%%

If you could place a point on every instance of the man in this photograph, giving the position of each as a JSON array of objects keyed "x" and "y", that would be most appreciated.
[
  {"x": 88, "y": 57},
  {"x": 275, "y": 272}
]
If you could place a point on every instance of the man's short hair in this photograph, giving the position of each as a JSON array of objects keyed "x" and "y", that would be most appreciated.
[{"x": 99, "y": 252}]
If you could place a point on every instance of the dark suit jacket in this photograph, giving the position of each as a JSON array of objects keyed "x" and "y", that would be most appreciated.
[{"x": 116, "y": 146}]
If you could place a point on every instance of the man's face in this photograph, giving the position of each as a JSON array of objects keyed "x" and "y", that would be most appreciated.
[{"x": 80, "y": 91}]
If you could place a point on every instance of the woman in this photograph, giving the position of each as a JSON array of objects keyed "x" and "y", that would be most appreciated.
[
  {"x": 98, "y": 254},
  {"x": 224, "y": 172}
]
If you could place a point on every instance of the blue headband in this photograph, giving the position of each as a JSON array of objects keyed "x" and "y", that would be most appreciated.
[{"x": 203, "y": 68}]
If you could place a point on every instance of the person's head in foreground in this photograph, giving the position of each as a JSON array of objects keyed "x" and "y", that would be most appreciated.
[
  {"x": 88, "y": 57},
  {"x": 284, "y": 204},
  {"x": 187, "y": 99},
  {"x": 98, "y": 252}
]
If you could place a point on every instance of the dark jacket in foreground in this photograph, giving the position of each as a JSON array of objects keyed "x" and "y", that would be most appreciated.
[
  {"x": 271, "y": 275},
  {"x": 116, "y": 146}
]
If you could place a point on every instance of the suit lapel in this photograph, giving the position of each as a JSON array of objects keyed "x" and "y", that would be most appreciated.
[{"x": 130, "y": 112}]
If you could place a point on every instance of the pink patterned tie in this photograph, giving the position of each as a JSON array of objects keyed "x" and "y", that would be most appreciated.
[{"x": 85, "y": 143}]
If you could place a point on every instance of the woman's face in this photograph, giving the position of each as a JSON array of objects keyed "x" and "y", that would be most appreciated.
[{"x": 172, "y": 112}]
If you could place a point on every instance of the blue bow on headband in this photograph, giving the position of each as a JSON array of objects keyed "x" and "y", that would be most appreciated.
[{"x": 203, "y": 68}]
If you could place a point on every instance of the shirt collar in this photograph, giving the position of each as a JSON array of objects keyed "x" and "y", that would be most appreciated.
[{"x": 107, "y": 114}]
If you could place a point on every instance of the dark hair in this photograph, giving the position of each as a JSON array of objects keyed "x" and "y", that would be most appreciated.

%%
%%

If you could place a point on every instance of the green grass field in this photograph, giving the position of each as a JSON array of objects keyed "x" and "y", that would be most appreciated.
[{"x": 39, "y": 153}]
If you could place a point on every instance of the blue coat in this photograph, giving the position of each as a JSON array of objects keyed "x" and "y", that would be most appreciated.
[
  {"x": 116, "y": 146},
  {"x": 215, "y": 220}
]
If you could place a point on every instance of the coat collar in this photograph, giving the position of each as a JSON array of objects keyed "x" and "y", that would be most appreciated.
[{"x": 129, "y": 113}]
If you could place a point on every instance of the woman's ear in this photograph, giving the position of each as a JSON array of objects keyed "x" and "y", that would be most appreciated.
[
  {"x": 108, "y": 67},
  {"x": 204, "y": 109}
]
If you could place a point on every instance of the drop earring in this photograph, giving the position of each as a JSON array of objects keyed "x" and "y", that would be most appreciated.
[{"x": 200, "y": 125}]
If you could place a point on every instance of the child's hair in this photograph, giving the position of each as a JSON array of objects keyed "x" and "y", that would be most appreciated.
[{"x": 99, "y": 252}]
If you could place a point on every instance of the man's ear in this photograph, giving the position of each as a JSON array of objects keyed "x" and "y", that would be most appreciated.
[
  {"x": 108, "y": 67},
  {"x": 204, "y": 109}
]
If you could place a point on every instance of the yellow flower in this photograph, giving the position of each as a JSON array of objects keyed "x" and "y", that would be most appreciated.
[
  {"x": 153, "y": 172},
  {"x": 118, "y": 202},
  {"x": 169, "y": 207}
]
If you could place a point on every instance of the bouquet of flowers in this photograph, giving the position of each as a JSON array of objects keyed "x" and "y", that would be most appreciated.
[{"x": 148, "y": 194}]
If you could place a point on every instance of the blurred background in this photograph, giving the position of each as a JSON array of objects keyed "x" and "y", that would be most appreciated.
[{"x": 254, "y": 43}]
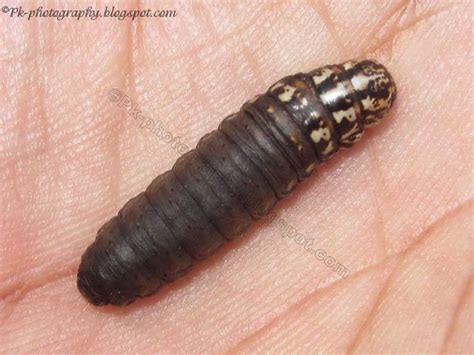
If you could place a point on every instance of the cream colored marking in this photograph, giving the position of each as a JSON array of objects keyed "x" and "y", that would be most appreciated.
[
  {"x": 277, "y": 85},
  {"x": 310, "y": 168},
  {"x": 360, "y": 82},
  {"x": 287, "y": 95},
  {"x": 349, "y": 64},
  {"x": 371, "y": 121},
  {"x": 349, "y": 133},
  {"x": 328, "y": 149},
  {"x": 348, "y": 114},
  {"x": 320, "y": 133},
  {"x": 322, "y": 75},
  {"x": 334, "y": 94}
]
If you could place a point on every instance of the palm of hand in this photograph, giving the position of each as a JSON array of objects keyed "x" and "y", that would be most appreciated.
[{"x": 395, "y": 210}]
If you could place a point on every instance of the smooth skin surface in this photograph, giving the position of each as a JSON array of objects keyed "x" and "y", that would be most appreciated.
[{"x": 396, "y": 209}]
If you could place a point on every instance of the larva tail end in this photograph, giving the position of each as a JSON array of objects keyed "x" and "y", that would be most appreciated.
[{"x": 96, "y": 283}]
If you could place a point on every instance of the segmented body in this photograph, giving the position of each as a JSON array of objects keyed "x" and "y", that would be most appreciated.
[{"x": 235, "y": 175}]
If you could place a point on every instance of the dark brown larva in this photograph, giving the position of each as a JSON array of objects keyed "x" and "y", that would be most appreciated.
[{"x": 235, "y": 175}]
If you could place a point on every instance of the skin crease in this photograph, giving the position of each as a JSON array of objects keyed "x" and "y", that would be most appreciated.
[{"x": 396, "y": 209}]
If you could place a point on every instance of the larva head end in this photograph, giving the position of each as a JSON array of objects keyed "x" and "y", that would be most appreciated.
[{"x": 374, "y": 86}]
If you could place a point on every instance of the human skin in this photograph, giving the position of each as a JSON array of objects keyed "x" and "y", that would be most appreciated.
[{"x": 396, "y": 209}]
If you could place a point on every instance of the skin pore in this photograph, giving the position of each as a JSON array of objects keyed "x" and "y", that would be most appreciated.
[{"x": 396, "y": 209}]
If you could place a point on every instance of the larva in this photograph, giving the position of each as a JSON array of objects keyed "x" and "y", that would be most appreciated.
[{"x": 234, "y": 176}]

%%

_YOUR TASK_.
Starting at the line that contains "the blue bow" and ending at the line that contains "the dark hair", write out every line of the records again, requests included, and add -17 to each x and y coordinate in the answers.

_OUTPUT BELOW_.
If you could place a point on every instance of the blue bow on headband in this photograph, giving the position of each as a JSON array of objects keyed "x" and "y", that would be most appreciated.
[{"x": 186, "y": 51}]
If you could place a point on every instance of the shirt collar in this photograph, giving the position of each as a JSON array of objects keyed "x" and "y", that would be most appreciated.
[{"x": 90, "y": 97}]
If you could place a point on every instance of the dark hair in this photograph, giving the position of each as a JSON array of objects keyed "x" and "y", that would be most appreciated.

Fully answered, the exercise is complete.